Reproduce the lines from the one containing "Please annotate the black" through the end of the entries, keeping the request and its format sample unchanged. Multiply each bounding-box coordinate in the answer by 2.15 and round to the nearest whole number, with halves rounded up.

# Dataset entries:
◇ ◇ ◇ ◇

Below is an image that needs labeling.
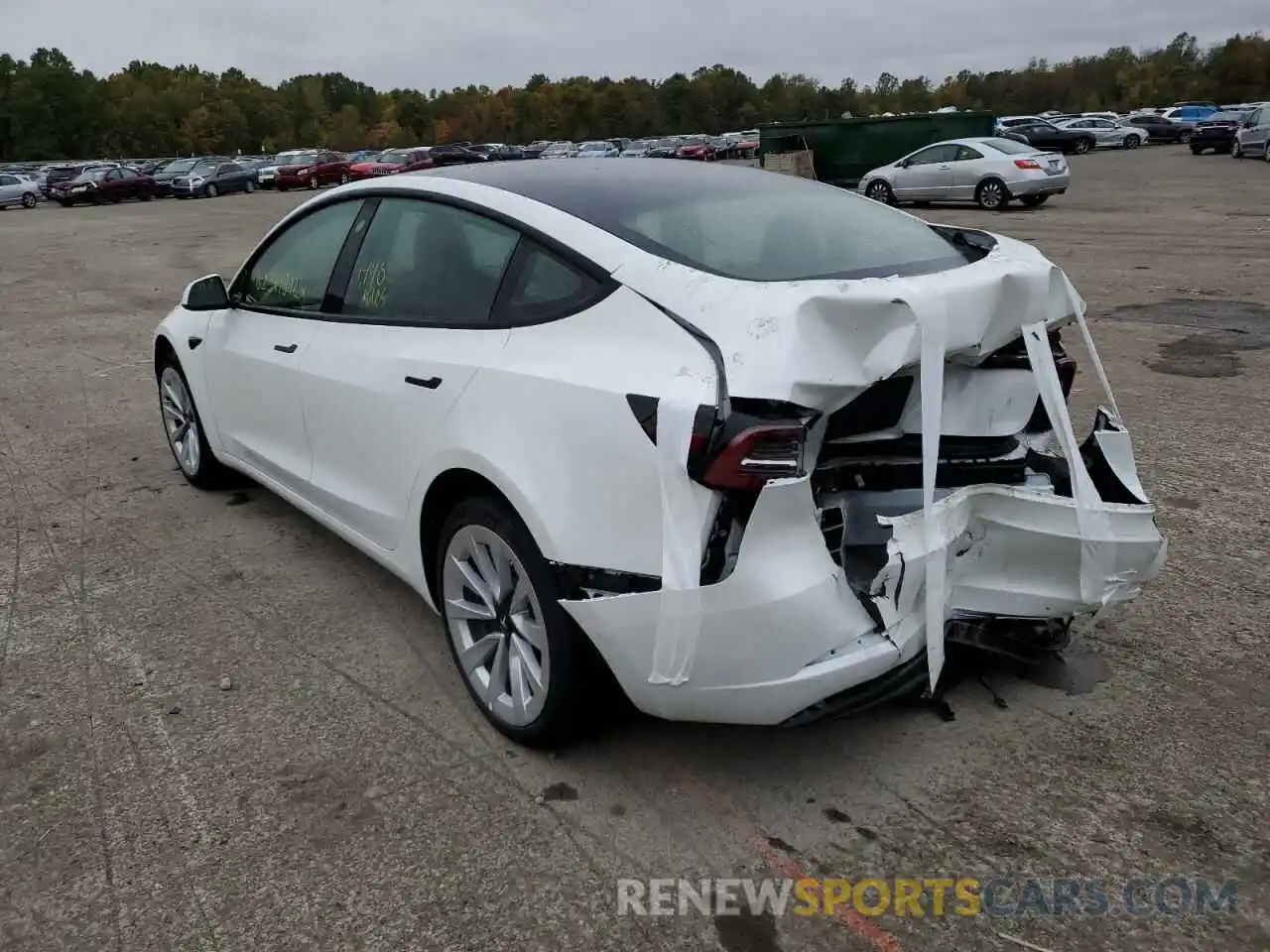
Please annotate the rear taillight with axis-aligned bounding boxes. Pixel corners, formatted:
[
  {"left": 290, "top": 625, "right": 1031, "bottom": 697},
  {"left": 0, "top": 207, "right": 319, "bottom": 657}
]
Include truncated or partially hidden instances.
[
  {"left": 701, "top": 422, "right": 807, "bottom": 490},
  {"left": 626, "top": 394, "right": 816, "bottom": 491}
]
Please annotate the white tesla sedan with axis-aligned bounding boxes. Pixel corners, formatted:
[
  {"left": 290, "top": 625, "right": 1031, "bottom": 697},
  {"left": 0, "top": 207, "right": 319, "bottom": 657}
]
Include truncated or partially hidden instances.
[{"left": 154, "top": 163, "right": 1163, "bottom": 745}]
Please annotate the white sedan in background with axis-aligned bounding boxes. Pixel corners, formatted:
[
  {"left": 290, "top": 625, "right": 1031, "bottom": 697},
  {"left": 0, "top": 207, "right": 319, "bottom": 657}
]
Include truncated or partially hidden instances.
[
  {"left": 153, "top": 163, "right": 1163, "bottom": 747},
  {"left": 1054, "top": 115, "right": 1151, "bottom": 149},
  {"left": 857, "top": 136, "right": 1072, "bottom": 210}
]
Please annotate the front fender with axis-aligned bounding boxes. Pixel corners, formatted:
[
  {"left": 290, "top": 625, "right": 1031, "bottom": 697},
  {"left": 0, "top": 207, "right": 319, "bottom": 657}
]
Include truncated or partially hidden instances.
[{"left": 151, "top": 307, "right": 222, "bottom": 452}]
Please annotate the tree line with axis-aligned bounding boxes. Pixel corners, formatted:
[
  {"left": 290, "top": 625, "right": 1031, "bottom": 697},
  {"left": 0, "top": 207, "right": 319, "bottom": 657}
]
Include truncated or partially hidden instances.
[{"left": 0, "top": 33, "right": 1270, "bottom": 160}]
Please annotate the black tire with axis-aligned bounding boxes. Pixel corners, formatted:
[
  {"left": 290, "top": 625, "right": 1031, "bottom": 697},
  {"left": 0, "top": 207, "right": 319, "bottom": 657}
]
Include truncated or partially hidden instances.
[
  {"left": 155, "top": 353, "right": 236, "bottom": 489},
  {"left": 435, "top": 496, "right": 604, "bottom": 750},
  {"left": 865, "top": 178, "right": 895, "bottom": 204},
  {"left": 974, "top": 178, "right": 1010, "bottom": 212}
]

◇ ◇ ◇ ◇

# WRITTEN RESPONSE:
Please annotate the black tire with axis-aligned bounding boxes. Pixel corners, formatted:
[
  {"left": 290, "top": 625, "right": 1031, "bottom": 697},
  {"left": 0, "top": 207, "right": 319, "bottom": 657}
]
Include truncated or partially hidden instances.
[
  {"left": 333, "top": 759, "right": 507, "bottom": 1051},
  {"left": 935, "top": 1066, "right": 1299, "bottom": 1613},
  {"left": 1860, "top": 383, "right": 1924, "bottom": 439},
  {"left": 2094, "top": 383, "right": 2172, "bottom": 456}
]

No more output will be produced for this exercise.